▶ _Required tasks_
A: Check each statement against the telomerase article and answer yes or no, quoting the words from the article that settle it: (i) the protein under study is present in 85 per cent of all cancers; (ii) telomerase was first discovered in 1984; (iii) the drug is expected to reach the market within five years.
B: Pick up the telomerase article after its last sentence and write a short continuation in the same voice.
─── Supplied text ───
A team of scientists from the Children's Medical Research Institute are working hard to unravel the structure of a protein present in 85 per cent of all cancers, in order to design a breakthrough drug to destroy cancer cells.
The drug is hoped to be able to stop a broad array of cancers, and is estimated to hit the market within a ten-year duration.
Dr Scott Cohen, lead researcher and his colleagues are studying the structure of telomerase, and enzyme that maintains cancer cells growth.
Telomerase, according to Dr Cohen, stimulates the proliferation of cancer cells.
He said if a drug is able to stop the function of telomerase and inhibit its activity, then we will be able to kill cancer cells.
Telomerase was first discovered by an Australian scientist Elizabeth Blackburn in 1984. To date, little is known about its structure.
According to Dr Cohen, if the structure of the enzyme is known, then that will set the stage that enables them to do a rational drug design.
He and his team of scientists are confident that they will get to it given time.
I'm pretty confident we will be successful, it's just a matter of when. We are at the cutting edge in this field ... and if we pull it off it will be a big day for Australian scientists, said Dr Cohen.
─── Recorded information ───
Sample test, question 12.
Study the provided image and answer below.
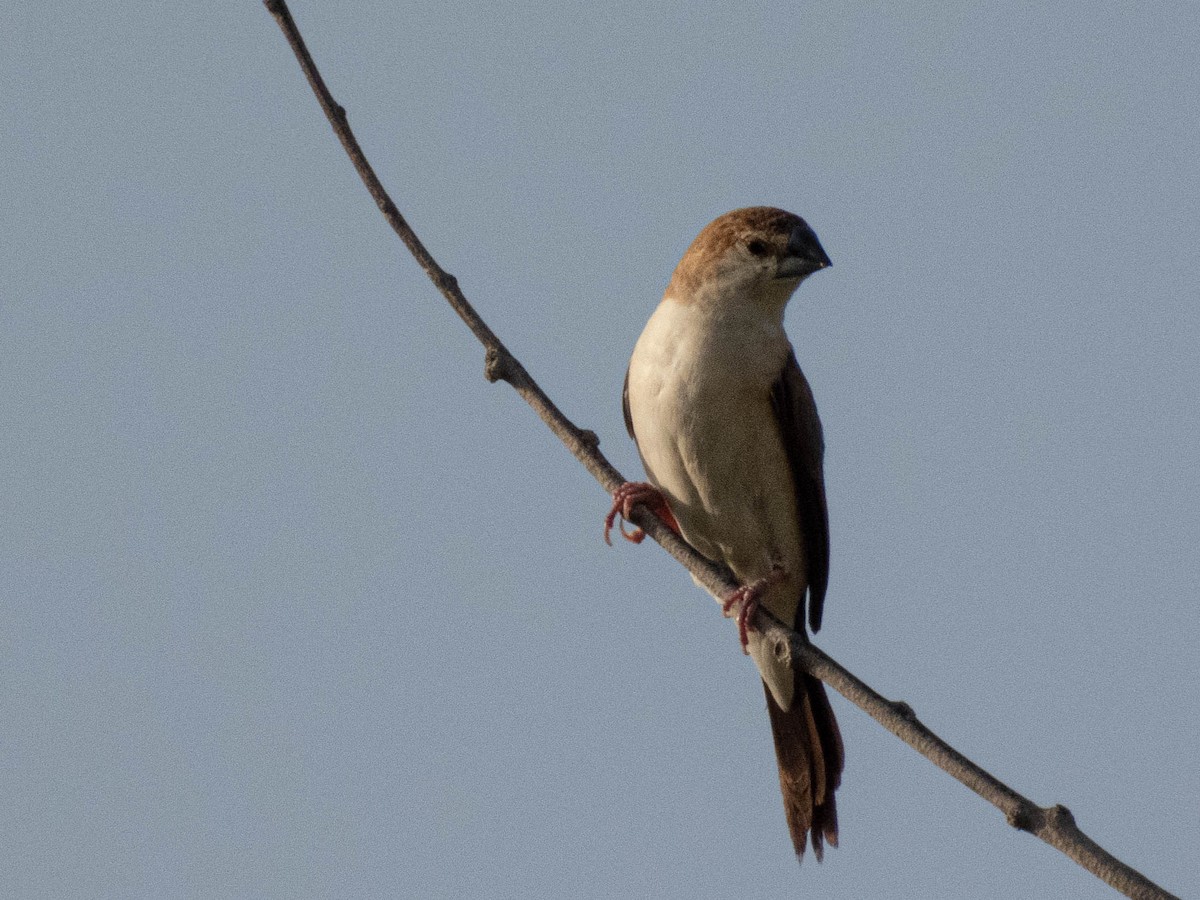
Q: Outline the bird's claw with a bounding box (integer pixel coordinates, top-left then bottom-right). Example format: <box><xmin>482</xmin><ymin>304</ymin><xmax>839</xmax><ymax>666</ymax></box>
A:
<box><xmin>604</xmin><ymin>481</ymin><xmax>667</xmax><ymax>547</ymax></box>
<box><xmin>721</xmin><ymin>565</ymin><xmax>784</xmax><ymax>655</ymax></box>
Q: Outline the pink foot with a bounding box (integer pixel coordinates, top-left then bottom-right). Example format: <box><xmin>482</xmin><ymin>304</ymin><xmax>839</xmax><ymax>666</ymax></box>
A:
<box><xmin>721</xmin><ymin>565</ymin><xmax>784</xmax><ymax>654</ymax></box>
<box><xmin>604</xmin><ymin>481</ymin><xmax>679</xmax><ymax>547</ymax></box>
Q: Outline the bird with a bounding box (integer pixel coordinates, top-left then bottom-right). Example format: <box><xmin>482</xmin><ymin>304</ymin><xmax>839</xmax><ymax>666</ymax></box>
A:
<box><xmin>605</xmin><ymin>206</ymin><xmax>845</xmax><ymax>862</ymax></box>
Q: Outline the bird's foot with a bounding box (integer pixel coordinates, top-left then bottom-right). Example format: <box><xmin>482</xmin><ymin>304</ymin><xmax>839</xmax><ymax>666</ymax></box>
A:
<box><xmin>604</xmin><ymin>481</ymin><xmax>679</xmax><ymax>547</ymax></box>
<box><xmin>721</xmin><ymin>565</ymin><xmax>784</xmax><ymax>655</ymax></box>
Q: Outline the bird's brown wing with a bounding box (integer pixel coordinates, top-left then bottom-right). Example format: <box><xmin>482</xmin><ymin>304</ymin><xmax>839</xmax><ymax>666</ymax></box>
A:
<box><xmin>772</xmin><ymin>352</ymin><xmax>829</xmax><ymax>632</ymax></box>
<box><xmin>620</xmin><ymin>368</ymin><xmax>637</xmax><ymax>444</ymax></box>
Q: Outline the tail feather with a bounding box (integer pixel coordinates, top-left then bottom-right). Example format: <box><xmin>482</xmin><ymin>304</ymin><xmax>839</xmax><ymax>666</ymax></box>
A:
<box><xmin>763</xmin><ymin>672</ymin><xmax>845</xmax><ymax>862</ymax></box>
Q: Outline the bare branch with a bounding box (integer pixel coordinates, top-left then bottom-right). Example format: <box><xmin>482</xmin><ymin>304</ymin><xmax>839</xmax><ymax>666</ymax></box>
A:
<box><xmin>264</xmin><ymin>0</ymin><xmax>1177</xmax><ymax>900</ymax></box>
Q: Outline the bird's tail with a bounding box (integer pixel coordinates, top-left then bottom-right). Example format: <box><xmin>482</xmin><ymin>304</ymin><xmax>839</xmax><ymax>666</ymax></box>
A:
<box><xmin>763</xmin><ymin>672</ymin><xmax>845</xmax><ymax>862</ymax></box>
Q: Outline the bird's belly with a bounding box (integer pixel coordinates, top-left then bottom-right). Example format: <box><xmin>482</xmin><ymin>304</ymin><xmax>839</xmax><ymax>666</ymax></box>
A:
<box><xmin>630</xmin><ymin>355</ymin><xmax>805</xmax><ymax>606</ymax></box>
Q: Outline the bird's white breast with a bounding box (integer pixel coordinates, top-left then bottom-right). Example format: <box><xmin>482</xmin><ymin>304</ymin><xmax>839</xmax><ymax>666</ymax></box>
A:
<box><xmin>629</xmin><ymin>299</ymin><xmax>804</xmax><ymax>600</ymax></box>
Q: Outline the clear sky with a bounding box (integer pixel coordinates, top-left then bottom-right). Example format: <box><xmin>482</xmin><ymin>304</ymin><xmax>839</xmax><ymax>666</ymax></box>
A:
<box><xmin>0</xmin><ymin>0</ymin><xmax>1200</xmax><ymax>898</ymax></box>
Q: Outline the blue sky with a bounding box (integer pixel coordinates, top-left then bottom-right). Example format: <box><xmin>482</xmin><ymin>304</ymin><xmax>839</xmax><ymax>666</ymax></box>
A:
<box><xmin>0</xmin><ymin>0</ymin><xmax>1200</xmax><ymax>898</ymax></box>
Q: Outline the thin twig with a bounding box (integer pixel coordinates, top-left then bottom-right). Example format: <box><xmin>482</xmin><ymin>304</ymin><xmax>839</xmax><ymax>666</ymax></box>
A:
<box><xmin>264</xmin><ymin>0</ymin><xmax>1177</xmax><ymax>900</ymax></box>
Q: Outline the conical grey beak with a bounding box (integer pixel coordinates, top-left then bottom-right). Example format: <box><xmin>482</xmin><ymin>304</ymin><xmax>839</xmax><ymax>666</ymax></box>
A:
<box><xmin>775</xmin><ymin>224</ymin><xmax>833</xmax><ymax>278</ymax></box>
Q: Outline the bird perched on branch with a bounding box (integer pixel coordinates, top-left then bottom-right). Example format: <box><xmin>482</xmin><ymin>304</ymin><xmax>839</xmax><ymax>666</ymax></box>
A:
<box><xmin>605</xmin><ymin>206</ymin><xmax>842</xmax><ymax>860</ymax></box>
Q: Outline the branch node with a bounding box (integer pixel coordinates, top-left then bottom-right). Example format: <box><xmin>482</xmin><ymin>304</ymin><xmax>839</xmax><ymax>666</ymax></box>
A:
<box><xmin>770</xmin><ymin>635</ymin><xmax>793</xmax><ymax>668</ymax></box>
<box><xmin>1004</xmin><ymin>803</ymin><xmax>1040</xmax><ymax>833</ymax></box>
<box><xmin>484</xmin><ymin>347</ymin><xmax>512</xmax><ymax>384</ymax></box>
<box><xmin>1042</xmin><ymin>803</ymin><xmax>1075</xmax><ymax>828</ymax></box>
<box><xmin>892</xmin><ymin>700</ymin><xmax>917</xmax><ymax>722</ymax></box>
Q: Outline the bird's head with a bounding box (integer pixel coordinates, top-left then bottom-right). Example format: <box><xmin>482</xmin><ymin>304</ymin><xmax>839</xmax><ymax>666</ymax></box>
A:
<box><xmin>666</xmin><ymin>206</ymin><xmax>833</xmax><ymax>313</ymax></box>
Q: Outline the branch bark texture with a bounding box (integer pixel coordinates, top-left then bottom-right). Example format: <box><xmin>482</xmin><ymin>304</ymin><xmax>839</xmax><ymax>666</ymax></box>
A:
<box><xmin>264</xmin><ymin>0</ymin><xmax>1177</xmax><ymax>900</ymax></box>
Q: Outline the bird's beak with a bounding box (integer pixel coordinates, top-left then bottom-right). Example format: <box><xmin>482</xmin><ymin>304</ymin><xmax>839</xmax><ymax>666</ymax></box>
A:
<box><xmin>775</xmin><ymin>226</ymin><xmax>833</xmax><ymax>278</ymax></box>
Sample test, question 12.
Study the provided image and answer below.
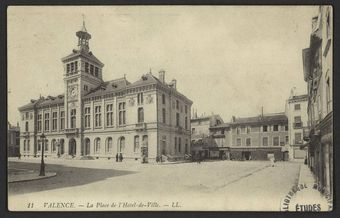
───
▶ _Your written answers_
A:
(i) Yes: "a protein present in 85 per cent of all cancers"
(ii) Yes: "Telomerase was first discovered by an Australian scientist Elizabeth Blackburn in 1984."
(iii) No: "is estimated to hit the market within a ten-year duration"

B:
Other scientists from CSIRO and St Vincent's Institute are all working together -starting three years ago- to make sure they get to create the breakthrough cancer drug.
George Lovrecs, scientist for CSIRO compares the action of the cancer drug to the flu drug, Relenza - the first drug in the world that can attack an enzyme, which was pioneered in Australia.
A big problem is the manufacturing of the protein, as it does not occur in vast amounts naturally, said Prof Michael Parker from St Vincent's.
Prof Parker's primary function is to design the drug once they have figured out the structure of telomerase. Millions of potential drug structures would then be fitted into the three-dimensional telomerase structure to find its best fit.
Clinical trials for animals and humans will follow once the potential drug has been found.